◆ INFORMATION SUPPLIED:
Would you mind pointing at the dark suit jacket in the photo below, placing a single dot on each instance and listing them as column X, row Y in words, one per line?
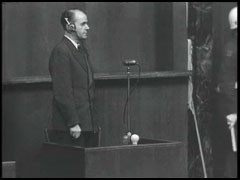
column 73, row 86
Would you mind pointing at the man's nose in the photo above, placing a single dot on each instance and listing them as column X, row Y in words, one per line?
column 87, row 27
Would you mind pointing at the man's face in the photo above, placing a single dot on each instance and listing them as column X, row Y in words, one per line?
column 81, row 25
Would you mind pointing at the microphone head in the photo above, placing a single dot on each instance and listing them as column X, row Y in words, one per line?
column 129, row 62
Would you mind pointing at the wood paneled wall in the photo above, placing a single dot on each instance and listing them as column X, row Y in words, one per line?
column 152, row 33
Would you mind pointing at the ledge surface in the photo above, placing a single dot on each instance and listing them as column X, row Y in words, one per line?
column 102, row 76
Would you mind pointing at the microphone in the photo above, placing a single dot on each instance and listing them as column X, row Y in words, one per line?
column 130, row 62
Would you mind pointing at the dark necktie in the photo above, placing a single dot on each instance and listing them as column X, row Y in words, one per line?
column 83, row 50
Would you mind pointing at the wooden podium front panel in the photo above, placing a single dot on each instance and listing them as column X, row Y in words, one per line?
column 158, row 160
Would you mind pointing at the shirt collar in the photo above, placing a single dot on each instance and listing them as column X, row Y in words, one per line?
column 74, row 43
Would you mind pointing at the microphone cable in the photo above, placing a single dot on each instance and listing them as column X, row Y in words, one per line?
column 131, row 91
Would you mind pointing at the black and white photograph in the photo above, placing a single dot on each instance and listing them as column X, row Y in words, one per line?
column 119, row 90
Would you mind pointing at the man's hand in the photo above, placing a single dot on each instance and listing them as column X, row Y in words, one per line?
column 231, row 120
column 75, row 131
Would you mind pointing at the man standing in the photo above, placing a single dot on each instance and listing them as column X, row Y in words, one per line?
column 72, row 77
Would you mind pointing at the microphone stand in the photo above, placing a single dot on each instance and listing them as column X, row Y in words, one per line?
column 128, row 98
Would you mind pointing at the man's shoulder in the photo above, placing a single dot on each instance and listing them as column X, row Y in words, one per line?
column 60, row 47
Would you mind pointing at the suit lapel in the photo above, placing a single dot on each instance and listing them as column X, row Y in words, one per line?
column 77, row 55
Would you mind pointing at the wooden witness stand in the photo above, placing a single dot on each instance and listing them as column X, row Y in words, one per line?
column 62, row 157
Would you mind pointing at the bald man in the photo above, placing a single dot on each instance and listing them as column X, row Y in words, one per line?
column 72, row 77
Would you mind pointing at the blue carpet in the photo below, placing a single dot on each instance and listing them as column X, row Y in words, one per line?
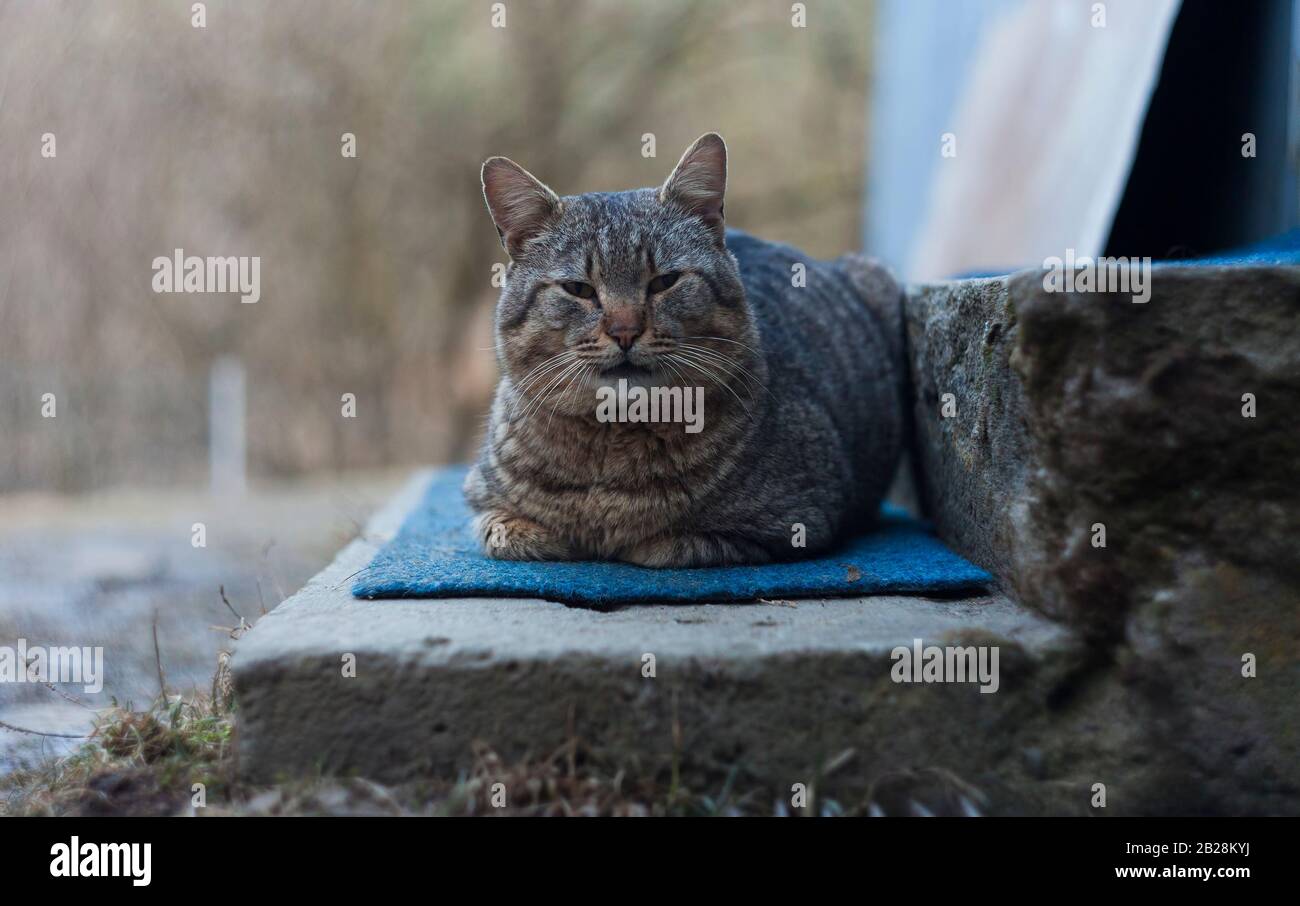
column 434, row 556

...

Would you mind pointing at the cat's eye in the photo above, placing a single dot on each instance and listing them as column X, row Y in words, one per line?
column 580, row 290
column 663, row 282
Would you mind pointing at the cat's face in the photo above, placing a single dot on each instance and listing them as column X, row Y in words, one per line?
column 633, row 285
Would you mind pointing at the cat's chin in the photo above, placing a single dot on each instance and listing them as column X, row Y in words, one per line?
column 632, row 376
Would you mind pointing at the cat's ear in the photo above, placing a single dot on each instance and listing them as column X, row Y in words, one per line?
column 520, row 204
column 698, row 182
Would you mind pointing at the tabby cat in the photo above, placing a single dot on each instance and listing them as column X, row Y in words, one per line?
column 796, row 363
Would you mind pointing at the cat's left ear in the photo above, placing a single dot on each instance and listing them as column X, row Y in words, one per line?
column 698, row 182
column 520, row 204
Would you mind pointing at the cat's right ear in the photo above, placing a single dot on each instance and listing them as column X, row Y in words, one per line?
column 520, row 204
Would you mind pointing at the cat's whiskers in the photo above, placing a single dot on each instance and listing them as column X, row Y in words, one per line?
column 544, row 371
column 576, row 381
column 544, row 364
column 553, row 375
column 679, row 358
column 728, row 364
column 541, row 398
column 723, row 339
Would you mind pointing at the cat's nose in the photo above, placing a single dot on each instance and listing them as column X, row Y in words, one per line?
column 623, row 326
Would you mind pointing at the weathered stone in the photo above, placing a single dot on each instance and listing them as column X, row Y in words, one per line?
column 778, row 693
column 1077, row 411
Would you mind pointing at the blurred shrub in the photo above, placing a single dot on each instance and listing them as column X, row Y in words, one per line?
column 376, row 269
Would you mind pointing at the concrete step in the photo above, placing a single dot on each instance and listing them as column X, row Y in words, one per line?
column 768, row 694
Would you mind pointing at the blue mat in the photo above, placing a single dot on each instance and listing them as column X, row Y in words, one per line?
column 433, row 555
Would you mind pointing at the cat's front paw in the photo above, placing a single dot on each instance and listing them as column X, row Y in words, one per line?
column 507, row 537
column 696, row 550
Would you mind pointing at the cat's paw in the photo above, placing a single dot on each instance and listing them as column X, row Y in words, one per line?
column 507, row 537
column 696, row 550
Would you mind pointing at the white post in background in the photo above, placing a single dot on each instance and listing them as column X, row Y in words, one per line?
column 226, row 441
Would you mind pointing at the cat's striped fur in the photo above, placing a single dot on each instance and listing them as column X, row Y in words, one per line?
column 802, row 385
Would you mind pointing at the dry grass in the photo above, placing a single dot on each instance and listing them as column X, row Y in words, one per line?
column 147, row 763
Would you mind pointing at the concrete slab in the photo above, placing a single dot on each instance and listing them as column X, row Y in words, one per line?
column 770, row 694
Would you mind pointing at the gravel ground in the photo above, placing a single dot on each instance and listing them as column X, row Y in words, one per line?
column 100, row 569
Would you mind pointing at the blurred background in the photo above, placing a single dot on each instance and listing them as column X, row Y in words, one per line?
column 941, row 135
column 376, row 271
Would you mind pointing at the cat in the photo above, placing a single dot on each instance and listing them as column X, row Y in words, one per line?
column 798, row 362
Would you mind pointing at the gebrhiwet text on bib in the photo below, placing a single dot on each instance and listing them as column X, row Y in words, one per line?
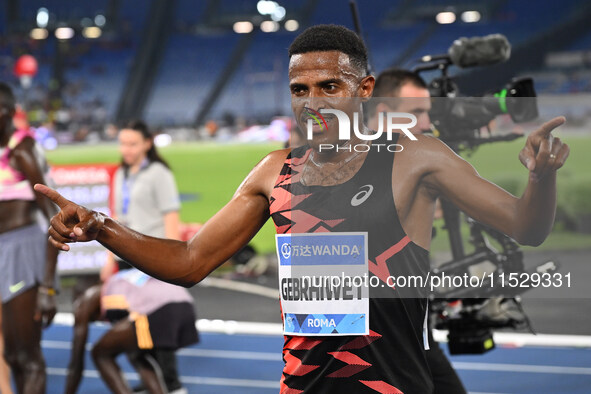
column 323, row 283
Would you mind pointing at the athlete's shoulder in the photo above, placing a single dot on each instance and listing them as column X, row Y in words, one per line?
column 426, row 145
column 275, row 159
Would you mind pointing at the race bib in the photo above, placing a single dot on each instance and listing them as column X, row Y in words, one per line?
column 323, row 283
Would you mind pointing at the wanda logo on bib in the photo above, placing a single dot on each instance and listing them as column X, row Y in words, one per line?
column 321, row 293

--

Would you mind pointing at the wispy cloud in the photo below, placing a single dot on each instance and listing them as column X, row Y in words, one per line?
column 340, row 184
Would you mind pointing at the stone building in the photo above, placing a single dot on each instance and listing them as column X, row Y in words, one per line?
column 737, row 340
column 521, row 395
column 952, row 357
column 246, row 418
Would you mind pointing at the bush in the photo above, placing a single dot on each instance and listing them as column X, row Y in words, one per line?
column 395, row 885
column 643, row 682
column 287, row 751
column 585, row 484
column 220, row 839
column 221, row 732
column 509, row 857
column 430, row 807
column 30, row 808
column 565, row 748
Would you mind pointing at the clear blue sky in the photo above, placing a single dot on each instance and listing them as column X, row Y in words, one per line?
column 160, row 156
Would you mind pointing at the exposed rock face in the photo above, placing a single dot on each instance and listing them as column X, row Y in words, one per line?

◆ BRIEF: Please recast the lines above, from the one containing "Would you mind pointing at the cat in" through the one containing "column 321, row 293", as a numbered list with blank lines omitted and the pictures left out.

◆ WRITTEN REPLY:
1. Would you mind pointing at the cat in the photo above, placing a single dot on each instance and listing them as column X, row Y in words, one per line?
2. column 798, row 362
3. Would you mind pointing at the gebrhiwet text on bib in the photo below, placing a single dot on each instance and listing them as column X, row Y in words, one per line?
4. column 323, row 283
5. Would you mind pointing at the athlete's shoulder in the photo above, placing a single dot on each instance and listing them as column X, row Y in words, one per line?
6. column 426, row 145
7. column 275, row 159
8. Would you mind pointing at the race bib in the photo above, placing a single dot on each instance and listing them as column X, row Y in words, one per line?
9. column 323, row 283
10. Would you mind pointing at the wanda logo on bib in the photo above, placing a single dot on each instance and listing them as column X, row Y in words, one per line?
11. column 321, row 293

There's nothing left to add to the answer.